DOCUMENT PASSAGE:
--*--

Australian-born actress (1919–1974)

Ellen Theresa Maguire (22 February 1919 – 18 May 1974), known by her stage name Mary Maguire, was an Australian-born actress who briefly became a Hollywood and British film star in the late 1930s.

== Early life ==
Maguire was born in Melbourne, Australia, to Michael "Mickey" Maguire, footballer, racehorse owner, hotel proprietor, and former welterweight boxer and Mary Jane Maguire (née Carroll). Nicknamed "Peggy" by the family, she was the second of five sisters. She grew up in Melbourne and Brisbane, her father managing the famous "Bull and Mouth Hotel" in Bourke Street, Melbourne, and later the iconic Bellevue Hotel, Brisbane. In Melbourne she attended the Academy of Mary Immaculate in Fitzroy.

== Career ==
Maguire began acting when she was cast in the film Heritage by director Charles Chauvel at the age of 16. Elsa Chauvel wrote in her 1973 memoirs: "This lovely child was brought to our notice by a Brisbane publicity man... fresh from a Queensland convent." Changing her name to Mary, Maguire then starred in The Flying Doctor, an Australian British co-production that was filmed in Australia by director Miles Mander and also starred American actor Charles Farrell.

===Hollywood 1936–1938===
With encouragement from Miles Mander, Maguire and her family moved to Hollywood in September 1936. Mander gave her an introduction to fellow Australian expat John Farrow, who arranged for an interview with a casting director that led to a contract with Warner Bros.

--*--

DATA FOR ANALYSIS:
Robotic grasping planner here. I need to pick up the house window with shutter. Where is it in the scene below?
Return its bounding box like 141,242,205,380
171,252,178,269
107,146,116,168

--*--

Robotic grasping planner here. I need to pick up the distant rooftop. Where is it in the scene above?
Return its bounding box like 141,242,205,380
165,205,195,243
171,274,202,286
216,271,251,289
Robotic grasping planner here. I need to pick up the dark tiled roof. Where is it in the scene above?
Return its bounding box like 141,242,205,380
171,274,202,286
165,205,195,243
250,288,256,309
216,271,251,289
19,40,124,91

--*--

Rewrite the passage on Mary Maguire, starting with "Australian-born actress (1919–1974)" and going on through "the late 1930s.", replacing "stage name" with "professional name".

RESULT:
Australian-born actress (1919–1974)

Ellen Theresa Maguire (22 February 1919 – 18 May 1974), known by her professional name Mary Maguire, was an Australian-born actress who briefly became a Hollywood and British film star in the late 1930s.